== Texte cité ==
────────────────

Le pétrole, le gaz et l'électricité sont également devenus plus chers dans le monde entier. Les prix de l'énergie ont augmenté car la production d'hydrocarbure accuse un retard face à la demande des consommateurs et des entreprises au sortir de la pandémie.

Combien de temps ce phénomène pourrait-il durer ?

La Commission européenne a déclaré jeudi que les pressions inflationnistes devraient diminuer l'année prochaine.

"Après avoir atteint un taux record de 4,6 % au quatrième trimestre de l'année dernière, l'inflation dans la zone euro devrait culminer à 4,8 % au premier trimestre de 2022 et rester supérieure à 3 % jusqu'au troisième trimestre de l'année", indique l'institution dans un communiqué.

"A mesure que les pressions exercées par les contraintes d'approvisionnement et les prix élevés de l'énergie s'atténuent, l'inflation devrait reculer à 2,1 % au dernier trimestre de l'année, avant de passer sous l'objectif de 2 % de la Banque centrale européenne tout au long de 2023", ajoute la Commission.

Mais l'incertitude reste forte car les perspectives économiques européennes dépendent également des tensions géopolitiques entre l'Ukraine et la Russie mais aussi de l'évolution de la pandémie dans le monde.

Thomas Wieser, économiste et ancien président du groupe de travail de l'Eurogroupe lors de la crise financière de 2008-2009, précise à Euronews qu'il est vraiment difficile de prévoir quand l'inflation tombera sous la barre des 2%, l'objectif de la BCE.

"Nous ne le savons pas. Notre situation est meilleure que celle du Royaume-Uni ou des États-Unis, où les sources d'inflation sont partiellement différentes de celles de la zone euro (...). Deuxièmement, nous n'avons aucune idée du moment où les problèmes de la chaîne d'approvisionnement commenceront à se régler. Il y a des raisons d'espérer qu'au second semestre, cela ira beaucoup mieux. Et troisièmement, le rééquilibrage de la demande entre les biens et les services dans notre économie ne commencera à s'accélérer que lorsque la grande majorité des restrictions, y compris les restrictions de voyage, seront levées. Là encore, nous pouvons être optimistes pour le second semestre, mais personne ne le sait. Et quatrièmement, nous ne savons pas dans quelle mesure une spirale auto-entretenue des prix et des salaires peut se développer. Si ces éléments se concrétisent, je pense que nous avons des raisons d'être optimistes et de penser que l'inflation atteindra un pic très bientôt, qu'elle reviendra plus près de l'objectif de la Banque centrale européenne".

────────────────

== Entrées de données enregistrées ==

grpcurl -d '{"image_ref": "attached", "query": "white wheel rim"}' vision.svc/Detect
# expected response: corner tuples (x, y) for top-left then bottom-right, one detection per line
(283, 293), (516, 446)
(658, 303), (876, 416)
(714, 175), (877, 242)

────────────────

== Exercices à traiter ==
**A)** Extrayez du texte sur l'inflation le passage qui commence aux mots « La Commission européenne » et s'arrête après « ajoute la Commission. ».
**B)** Répondez à ces questions sur le texte consacré à l'inflation, en marquant chaque réponse du même repère que sa question :
(i) Selon la Commission européenne, à quel taux l'inflation de la zone euro devrait-elle culminer au premier trimestre de 2022 ?
(ii) Quelle fonction Thomas Wieser a-t-il occupée lors de la crise financière de 2008-2009 ?
(iii) Pourquoi les prix de l'énergie ont-ils augmenté ?
**C)** Poursuivez le texte sur l'inflation dans la zone euro à partir de l'endroit où il s'arrête.
Ces lignes proviennent d'une autre source.

== Réponses dans l'ordre ==
**A)**
La Commission européenne a déclaré jeudi que les pressions inflationnistes devraient diminuer l'année prochaine.

"Après avoir atteint un taux record de 4,6 % au quatrième trimestre de l'année dernière, l'inflation dans la zone euro devrait culminer à 4,8 % au premier trimestre de 2022 et rester supérieure à 3 % jusqu'au troisième trimestre de l'année", indique l'institution dans un communiqué.

"A mesure que les pressions exercées par les contraintes d'approvisionnement et les prix élevés de l'énergie s'atténuent, l'inflation devrait reculer à 2,1 % au dernier trimestre de l'année, avant de passer sous l'objectif de 2 % de la Banque centrale européenne tout au long de 2023", ajoute la Commission.

**B)**
(i) À 4,8 %.
(ii) Il a été président du groupe de travail de l'Eurogroupe.
(iii) Parce que la production d'hydrocarbure accuse un retard face à la demande des consommateurs et des entreprises au sortir de la pandémie.

**C)**
Comment faire face ?

Faisant référence aux risques croissants d'inflation, la présidente de la BCE, Christine Lagarde n'a pas clairement exclu une hausse des taux d'intérêt plus tard dans le courant de l'année.

"Si l'inflation devait se poursuivre, je pense qu'il y a des raisons de retirer les mesures de relance assez rapidement " en 2022, estime Thomas Wieser. "L'inflation est mauvaise pour ceux qui épargnent. L'inflation est néfaste pour ceux qui ont des revenus nominaux fixes ou relativement stables, ce qui inclut de nombreuses personnes bénéficiant de régimes de retraite", ajoute-t-il.

Comme les ménages les plus pauvres sont les plus touchés, Guntram Wolff, directeur de l'institut Bruegel à Bruxelles, estime au micro d'Euronews que les décideurs politiques doivent prendre des mesures plus courageuses. "Ce que les décideurs politiques peuvent faire, c'est, bien sûr, apporter un soutien à ces ménages. Je dirais que ce soutien ne devrait pas être une réduction de la taxe sur la valeur ajoutée sur l'énergie, mais plutôt un transfert pur et simple afin qu'ils aient un peu plus de pouvoir d'achat."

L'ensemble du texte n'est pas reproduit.